Task brief:
Find the string "below" in the entries and copy each line that has it.

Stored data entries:
■ ■ ■

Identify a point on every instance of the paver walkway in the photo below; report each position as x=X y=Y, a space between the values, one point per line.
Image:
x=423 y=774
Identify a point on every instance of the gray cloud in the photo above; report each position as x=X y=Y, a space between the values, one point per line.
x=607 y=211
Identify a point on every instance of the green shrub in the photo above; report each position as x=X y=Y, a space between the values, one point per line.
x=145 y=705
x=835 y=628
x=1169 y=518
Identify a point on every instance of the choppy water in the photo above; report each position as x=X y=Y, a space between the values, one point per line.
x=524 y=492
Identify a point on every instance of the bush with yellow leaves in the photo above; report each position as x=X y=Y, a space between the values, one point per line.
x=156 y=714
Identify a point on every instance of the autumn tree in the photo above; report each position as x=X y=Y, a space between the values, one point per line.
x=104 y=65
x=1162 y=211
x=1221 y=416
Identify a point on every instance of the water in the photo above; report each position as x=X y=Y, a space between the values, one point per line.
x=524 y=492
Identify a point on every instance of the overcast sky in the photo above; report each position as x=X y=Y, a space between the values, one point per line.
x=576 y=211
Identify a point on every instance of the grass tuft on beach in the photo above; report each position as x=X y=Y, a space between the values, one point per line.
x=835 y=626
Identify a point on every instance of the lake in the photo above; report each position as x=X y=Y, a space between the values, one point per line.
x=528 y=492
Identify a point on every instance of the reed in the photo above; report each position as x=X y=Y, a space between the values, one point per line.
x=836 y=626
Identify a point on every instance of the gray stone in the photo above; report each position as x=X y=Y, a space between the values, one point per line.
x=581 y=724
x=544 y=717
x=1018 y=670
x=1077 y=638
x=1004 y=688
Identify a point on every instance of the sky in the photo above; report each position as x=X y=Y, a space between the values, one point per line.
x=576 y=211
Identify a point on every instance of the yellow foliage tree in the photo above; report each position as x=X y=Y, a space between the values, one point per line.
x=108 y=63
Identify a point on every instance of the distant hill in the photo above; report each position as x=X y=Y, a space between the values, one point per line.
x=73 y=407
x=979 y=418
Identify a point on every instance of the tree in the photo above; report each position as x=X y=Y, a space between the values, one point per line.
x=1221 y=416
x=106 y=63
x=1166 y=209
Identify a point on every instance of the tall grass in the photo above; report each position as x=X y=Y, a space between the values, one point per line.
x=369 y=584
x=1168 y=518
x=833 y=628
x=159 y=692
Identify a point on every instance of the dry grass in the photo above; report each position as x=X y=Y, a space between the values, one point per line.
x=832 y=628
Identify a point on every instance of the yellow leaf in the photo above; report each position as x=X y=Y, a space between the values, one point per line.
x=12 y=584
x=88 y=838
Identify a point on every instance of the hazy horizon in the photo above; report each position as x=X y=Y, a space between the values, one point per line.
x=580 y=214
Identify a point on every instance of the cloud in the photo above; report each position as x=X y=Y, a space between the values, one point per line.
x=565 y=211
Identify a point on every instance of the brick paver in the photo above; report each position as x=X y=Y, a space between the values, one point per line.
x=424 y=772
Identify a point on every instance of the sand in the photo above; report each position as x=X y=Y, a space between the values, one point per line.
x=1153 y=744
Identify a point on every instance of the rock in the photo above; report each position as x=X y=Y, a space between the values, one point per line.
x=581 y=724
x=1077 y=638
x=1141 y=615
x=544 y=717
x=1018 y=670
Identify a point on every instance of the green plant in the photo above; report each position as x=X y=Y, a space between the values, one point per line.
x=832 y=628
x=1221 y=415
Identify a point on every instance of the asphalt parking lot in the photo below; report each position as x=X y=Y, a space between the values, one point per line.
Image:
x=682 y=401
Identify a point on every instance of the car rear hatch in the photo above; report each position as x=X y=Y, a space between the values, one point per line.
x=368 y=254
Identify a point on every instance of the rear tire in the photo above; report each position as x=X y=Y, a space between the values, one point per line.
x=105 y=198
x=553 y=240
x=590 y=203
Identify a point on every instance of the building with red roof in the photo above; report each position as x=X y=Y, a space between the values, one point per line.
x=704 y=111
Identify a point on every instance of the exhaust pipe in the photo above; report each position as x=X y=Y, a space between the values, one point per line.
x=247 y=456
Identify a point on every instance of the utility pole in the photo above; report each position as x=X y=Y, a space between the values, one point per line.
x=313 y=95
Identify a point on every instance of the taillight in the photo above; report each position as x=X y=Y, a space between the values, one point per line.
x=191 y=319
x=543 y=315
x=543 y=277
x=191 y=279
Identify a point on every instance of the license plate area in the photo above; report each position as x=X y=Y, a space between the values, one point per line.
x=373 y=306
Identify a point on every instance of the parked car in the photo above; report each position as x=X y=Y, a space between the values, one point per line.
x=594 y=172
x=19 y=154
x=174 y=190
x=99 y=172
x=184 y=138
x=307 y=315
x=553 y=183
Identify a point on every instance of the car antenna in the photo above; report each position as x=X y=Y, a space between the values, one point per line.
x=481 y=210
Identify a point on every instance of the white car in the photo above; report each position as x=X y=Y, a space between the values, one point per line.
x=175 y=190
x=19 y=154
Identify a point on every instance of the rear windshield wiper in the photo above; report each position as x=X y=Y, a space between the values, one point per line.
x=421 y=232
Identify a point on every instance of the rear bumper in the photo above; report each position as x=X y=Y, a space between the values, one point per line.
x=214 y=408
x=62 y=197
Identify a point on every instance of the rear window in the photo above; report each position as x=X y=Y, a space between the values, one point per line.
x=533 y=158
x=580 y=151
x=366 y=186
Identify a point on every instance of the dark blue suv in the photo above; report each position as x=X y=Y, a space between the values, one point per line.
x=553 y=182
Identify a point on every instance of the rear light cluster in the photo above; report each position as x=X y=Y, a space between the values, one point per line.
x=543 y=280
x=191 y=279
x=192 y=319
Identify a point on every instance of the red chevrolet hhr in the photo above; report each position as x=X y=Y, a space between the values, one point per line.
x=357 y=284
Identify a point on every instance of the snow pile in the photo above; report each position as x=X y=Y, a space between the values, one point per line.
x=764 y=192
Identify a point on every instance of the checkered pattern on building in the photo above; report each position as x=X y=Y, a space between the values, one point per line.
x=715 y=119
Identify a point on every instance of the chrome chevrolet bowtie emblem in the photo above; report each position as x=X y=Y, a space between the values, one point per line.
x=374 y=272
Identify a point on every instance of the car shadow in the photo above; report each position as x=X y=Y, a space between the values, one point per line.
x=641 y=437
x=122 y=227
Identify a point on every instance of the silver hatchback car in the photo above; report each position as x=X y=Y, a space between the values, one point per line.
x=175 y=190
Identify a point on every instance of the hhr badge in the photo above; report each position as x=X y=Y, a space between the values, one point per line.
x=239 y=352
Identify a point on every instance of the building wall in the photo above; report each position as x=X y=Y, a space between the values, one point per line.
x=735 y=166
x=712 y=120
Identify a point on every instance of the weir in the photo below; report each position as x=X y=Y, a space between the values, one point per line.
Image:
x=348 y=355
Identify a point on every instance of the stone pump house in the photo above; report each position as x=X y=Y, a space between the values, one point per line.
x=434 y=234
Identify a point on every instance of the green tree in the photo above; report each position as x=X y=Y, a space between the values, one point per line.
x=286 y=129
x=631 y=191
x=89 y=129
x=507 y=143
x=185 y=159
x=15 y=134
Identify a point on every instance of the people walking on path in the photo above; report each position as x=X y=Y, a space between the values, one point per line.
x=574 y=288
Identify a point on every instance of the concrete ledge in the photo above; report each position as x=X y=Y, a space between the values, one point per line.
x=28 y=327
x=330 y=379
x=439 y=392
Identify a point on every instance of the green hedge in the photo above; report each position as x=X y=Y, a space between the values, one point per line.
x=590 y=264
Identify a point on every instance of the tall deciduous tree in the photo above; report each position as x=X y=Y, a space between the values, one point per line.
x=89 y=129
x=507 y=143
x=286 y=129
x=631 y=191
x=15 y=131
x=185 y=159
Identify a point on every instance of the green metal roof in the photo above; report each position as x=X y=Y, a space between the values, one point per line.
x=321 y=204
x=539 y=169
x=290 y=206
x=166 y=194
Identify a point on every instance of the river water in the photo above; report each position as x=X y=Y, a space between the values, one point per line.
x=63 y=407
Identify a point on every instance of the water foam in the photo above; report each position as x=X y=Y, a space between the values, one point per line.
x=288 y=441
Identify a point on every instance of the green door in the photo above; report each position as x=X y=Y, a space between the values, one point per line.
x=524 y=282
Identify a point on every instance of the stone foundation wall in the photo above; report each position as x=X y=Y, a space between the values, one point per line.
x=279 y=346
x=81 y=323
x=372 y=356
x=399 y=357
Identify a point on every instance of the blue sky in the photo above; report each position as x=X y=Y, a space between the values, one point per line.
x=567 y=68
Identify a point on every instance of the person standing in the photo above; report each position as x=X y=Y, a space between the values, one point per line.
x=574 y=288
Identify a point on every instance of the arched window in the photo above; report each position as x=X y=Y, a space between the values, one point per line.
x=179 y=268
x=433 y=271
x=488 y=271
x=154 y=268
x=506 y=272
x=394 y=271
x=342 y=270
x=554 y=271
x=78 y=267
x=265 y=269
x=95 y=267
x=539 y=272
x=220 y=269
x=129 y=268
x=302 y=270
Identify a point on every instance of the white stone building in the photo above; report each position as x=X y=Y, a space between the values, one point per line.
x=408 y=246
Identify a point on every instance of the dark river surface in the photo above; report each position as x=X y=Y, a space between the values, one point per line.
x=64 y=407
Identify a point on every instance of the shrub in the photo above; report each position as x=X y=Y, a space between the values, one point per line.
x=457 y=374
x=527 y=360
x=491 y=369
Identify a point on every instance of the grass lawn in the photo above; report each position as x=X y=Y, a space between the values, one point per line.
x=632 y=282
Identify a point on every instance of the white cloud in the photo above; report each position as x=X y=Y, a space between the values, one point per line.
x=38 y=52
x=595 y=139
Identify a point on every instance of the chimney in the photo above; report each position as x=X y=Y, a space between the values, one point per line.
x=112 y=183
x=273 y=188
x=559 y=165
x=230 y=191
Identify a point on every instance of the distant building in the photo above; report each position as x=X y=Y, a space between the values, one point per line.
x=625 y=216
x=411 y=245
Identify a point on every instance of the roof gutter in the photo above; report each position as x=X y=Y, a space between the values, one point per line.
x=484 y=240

■ ■ ■

Expected answer:
Identify a point on every instance of the paver walkway in the photo below; report each position as x=X y=Y, a space between the values, one point per line.
Identify a point on every instance of the asphalt parking lot in the photo below; report each position as x=X y=Y, a space between the values, one point per line.
Identify a point on every instance of the weir in the photo below; report each position as x=X y=Y, a space between the values, one point per line.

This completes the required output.